Problem –
Only the lines from the one with "fence post, a" to the end of the data, both ends included, should be output, exactly as they stand and without pictures.
□ □ □ □ □
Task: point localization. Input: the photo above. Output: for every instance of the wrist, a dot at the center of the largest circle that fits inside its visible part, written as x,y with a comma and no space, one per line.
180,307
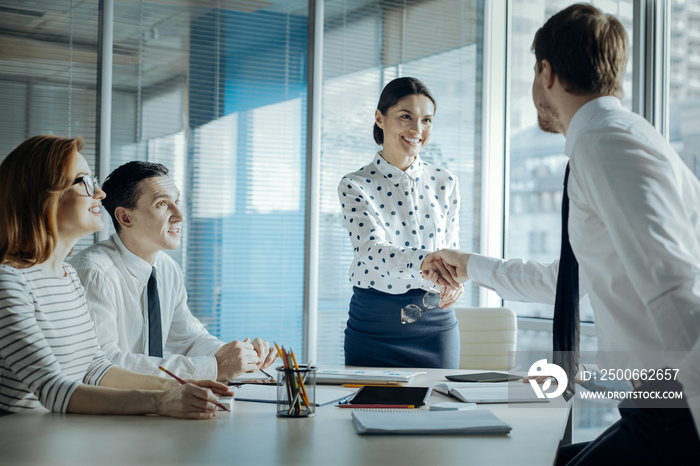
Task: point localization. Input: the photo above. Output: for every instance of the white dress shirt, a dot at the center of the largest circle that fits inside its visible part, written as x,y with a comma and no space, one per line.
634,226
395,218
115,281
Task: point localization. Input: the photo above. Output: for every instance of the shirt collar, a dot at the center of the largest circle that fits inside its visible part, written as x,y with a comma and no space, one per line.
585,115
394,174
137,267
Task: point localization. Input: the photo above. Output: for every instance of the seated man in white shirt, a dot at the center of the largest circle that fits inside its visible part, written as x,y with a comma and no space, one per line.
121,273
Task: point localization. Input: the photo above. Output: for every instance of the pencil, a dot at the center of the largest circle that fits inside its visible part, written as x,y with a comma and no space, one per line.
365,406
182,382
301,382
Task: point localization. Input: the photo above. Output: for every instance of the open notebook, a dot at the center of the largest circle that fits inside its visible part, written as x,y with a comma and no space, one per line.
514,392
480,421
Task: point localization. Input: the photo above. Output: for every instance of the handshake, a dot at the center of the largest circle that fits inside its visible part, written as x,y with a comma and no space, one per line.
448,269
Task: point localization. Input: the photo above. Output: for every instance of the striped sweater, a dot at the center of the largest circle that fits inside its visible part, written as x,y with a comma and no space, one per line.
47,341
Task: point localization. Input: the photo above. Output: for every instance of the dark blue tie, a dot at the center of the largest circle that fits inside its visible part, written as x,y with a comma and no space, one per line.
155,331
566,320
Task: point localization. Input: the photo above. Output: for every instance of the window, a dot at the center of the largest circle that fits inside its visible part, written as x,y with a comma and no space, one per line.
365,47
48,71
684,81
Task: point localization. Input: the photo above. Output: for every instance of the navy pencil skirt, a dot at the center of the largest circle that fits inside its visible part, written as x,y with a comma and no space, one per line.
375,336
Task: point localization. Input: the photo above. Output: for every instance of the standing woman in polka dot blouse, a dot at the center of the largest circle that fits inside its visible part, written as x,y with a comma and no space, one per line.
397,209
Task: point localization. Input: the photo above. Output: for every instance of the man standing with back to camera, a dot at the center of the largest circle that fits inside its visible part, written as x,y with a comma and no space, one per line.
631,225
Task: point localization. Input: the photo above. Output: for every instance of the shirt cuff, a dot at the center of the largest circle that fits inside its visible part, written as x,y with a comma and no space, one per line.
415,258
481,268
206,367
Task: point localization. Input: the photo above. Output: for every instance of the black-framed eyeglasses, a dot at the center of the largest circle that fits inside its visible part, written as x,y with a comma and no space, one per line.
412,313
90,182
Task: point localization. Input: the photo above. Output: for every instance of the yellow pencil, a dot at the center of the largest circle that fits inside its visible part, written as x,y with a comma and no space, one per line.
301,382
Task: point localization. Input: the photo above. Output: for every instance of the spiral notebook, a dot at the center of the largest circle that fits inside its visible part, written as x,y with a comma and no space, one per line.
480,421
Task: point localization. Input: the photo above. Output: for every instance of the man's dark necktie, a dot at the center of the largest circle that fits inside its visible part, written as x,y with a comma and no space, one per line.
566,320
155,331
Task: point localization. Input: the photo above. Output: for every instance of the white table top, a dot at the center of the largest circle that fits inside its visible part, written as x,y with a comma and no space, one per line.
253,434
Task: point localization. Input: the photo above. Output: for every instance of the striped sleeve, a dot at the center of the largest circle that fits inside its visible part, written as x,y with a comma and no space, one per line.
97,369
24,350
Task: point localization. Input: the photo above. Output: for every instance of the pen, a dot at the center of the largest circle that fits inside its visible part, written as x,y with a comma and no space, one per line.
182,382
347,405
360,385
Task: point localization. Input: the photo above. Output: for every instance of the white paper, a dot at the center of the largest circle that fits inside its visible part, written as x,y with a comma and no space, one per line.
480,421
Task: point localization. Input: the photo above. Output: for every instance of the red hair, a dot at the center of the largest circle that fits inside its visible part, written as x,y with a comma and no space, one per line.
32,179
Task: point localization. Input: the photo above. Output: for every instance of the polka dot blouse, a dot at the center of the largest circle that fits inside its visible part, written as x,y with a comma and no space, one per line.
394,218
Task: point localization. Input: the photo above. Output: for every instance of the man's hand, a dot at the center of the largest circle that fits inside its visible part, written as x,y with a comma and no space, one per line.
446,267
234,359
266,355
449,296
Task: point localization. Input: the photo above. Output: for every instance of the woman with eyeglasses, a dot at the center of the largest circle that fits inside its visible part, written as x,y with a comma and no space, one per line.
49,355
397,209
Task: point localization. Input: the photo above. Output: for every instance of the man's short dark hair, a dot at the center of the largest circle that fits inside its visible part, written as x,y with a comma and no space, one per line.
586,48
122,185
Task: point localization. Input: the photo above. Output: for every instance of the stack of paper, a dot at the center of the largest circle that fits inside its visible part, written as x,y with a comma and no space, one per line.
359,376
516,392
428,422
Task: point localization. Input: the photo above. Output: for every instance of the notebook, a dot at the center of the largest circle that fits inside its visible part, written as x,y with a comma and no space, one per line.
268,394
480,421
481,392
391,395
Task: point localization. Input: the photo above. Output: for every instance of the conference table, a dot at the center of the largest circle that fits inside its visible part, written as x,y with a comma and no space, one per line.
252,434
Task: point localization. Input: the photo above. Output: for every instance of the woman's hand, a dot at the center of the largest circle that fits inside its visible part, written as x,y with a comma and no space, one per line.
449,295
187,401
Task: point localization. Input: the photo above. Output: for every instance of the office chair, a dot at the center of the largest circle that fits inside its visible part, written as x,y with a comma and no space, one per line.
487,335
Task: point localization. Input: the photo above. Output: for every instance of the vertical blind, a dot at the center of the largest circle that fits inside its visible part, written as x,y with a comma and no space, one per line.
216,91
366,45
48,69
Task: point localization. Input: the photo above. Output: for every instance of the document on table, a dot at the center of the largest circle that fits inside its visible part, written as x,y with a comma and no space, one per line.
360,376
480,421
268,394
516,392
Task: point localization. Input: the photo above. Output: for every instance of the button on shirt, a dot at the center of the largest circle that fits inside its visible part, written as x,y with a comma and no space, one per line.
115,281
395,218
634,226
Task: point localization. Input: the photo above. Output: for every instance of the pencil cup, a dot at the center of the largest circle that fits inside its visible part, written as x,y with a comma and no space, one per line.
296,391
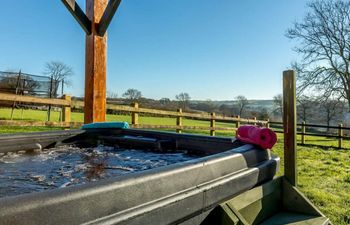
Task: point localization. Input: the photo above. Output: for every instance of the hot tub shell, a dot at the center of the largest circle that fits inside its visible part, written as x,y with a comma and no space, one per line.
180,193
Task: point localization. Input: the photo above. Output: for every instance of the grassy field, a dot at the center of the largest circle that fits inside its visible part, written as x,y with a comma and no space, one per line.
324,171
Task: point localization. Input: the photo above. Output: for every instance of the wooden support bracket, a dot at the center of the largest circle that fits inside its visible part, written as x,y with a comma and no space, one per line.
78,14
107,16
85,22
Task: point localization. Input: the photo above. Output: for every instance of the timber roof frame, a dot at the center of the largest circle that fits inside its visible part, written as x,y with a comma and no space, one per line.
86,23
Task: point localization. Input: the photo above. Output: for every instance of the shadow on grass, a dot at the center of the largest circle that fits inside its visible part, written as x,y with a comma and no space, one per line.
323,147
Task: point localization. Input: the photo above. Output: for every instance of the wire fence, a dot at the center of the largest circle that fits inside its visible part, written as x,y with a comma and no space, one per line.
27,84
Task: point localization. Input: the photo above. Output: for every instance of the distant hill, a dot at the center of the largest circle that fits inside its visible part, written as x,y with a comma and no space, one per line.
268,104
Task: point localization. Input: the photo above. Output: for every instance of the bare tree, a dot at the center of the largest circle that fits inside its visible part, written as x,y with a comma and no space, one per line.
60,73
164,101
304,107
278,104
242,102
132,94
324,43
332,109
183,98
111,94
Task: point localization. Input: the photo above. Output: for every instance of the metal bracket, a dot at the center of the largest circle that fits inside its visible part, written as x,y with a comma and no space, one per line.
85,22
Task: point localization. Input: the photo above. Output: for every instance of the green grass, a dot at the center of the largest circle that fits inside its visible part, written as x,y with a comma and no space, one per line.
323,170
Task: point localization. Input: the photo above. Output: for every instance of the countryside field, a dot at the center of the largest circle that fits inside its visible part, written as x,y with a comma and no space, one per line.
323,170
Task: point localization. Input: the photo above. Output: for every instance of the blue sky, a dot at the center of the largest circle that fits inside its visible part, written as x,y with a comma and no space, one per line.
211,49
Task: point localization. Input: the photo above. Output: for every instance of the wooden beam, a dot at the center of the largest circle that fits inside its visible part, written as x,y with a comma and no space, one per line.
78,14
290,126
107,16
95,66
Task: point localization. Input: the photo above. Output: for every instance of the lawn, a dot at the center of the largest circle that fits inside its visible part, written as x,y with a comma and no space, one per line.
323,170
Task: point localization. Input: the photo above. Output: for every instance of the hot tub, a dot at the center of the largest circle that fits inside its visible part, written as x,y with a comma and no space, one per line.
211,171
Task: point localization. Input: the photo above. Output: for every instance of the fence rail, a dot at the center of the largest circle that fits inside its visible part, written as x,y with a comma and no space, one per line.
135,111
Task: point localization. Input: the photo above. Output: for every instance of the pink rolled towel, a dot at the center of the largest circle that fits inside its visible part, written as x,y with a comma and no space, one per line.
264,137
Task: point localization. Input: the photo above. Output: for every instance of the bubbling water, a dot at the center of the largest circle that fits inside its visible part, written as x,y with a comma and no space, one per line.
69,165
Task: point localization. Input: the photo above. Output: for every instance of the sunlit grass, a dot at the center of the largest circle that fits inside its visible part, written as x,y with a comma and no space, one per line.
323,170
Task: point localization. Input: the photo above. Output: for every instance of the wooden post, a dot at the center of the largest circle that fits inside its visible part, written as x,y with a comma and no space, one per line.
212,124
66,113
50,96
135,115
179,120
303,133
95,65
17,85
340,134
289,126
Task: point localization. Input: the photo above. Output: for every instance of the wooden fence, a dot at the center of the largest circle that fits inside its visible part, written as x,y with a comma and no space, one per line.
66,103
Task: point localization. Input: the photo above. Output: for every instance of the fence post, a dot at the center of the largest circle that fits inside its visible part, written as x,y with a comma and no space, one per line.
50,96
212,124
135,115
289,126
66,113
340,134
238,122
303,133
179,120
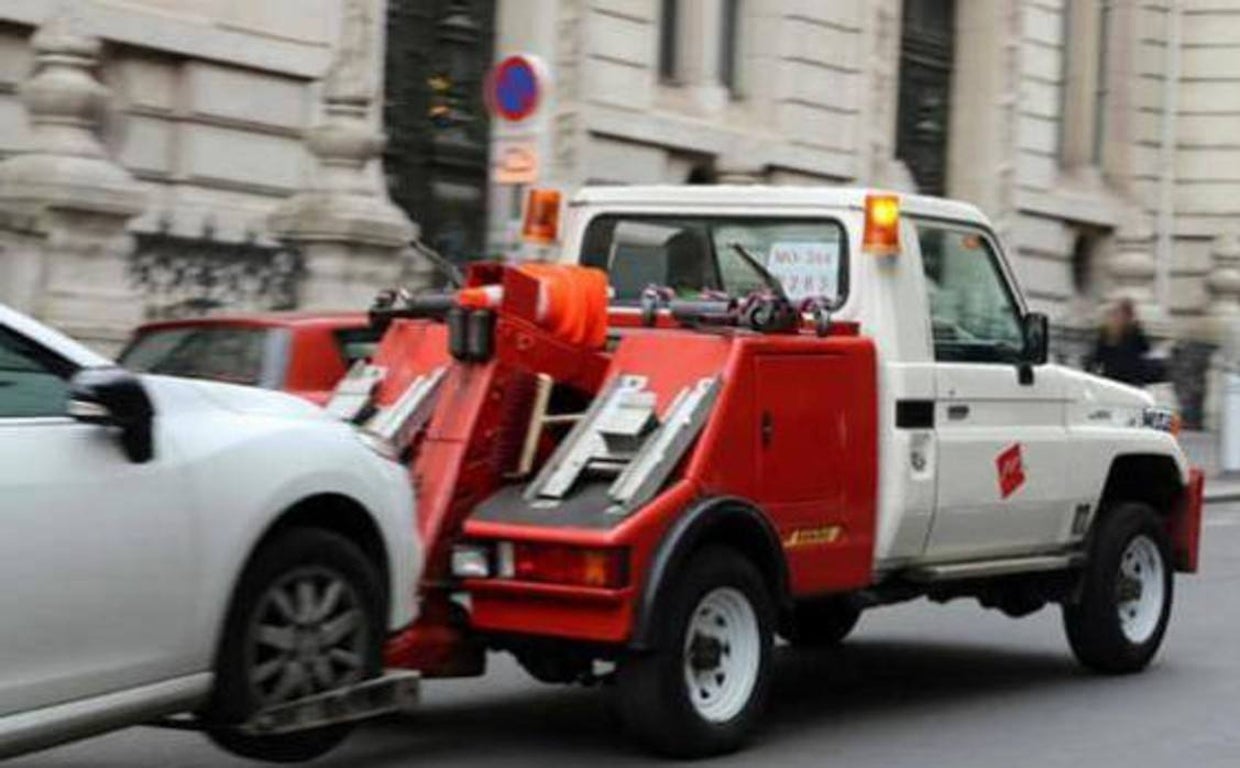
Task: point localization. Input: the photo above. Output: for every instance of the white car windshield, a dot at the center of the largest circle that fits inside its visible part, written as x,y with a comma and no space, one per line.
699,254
□ □ □ □ □
Final answer –
Task: point localization. Input: the photo above. Output: for every instance of the fence post, a dot at the center of the largest circle that fits inside its visible part, written as x,y with a comma and no space, one per line.
50,96
212,124
135,115
289,126
66,113
340,134
238,122
303,133
179,120
Task: point localization. Input: the photo above. Output: for every instance of the white car windshield, a dot at the center of the largest circle that fits inside its visible part, written as x,y with a comma and no space, one per line.
699,254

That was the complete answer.